(Information begins)

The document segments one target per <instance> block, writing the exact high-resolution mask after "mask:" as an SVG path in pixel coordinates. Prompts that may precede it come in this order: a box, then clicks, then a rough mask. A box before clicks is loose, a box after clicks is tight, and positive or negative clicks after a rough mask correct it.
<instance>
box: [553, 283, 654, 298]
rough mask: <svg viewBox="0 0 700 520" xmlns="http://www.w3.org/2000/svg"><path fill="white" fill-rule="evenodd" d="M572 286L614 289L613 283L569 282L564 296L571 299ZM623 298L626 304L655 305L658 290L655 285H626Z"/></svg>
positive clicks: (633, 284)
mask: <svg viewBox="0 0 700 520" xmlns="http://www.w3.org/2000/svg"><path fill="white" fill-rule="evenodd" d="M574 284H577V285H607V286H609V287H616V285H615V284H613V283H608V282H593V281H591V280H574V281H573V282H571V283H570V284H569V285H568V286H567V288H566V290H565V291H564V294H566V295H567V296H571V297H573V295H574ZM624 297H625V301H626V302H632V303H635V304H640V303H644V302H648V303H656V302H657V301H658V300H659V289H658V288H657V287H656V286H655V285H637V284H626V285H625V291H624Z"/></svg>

(Information ends)
(Information begins)

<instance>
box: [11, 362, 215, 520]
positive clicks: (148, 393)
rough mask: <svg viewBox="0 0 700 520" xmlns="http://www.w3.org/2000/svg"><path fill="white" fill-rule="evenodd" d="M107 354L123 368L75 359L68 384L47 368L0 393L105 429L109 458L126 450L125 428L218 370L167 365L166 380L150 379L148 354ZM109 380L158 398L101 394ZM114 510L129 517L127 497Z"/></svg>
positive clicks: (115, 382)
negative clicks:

(Information ends)

## [Action item]
Please quote the material above from the line with "The document segments" up to and including the line with "positive clicks: (633, 284)".

## [Answer to this problem]
The document segments one target per <instance> block, writing the exact high-resolution mask after "mask:" as an SVG path in pixel coordinates. Prompts that may precede it come in this order: a box, then clicks, then a rough mask. A box before clicks is loose, a box after clicks is tight, and positive or negative clicks after a rough mask correct it.
<instance>
box: [553, 283, 654, 298]
rough mask: <svg viewBox="0 0 700 520" xmlns="http://www.w3.org/2000/svg"><path fill="white" fill-rule="evenodd" d="M572 286L614 289L613 283L569 282L564 296L571 299ZM623 298L626 304L655 305L658 290L655 285H626Z"/></svg>
positive clicks: (633, 284)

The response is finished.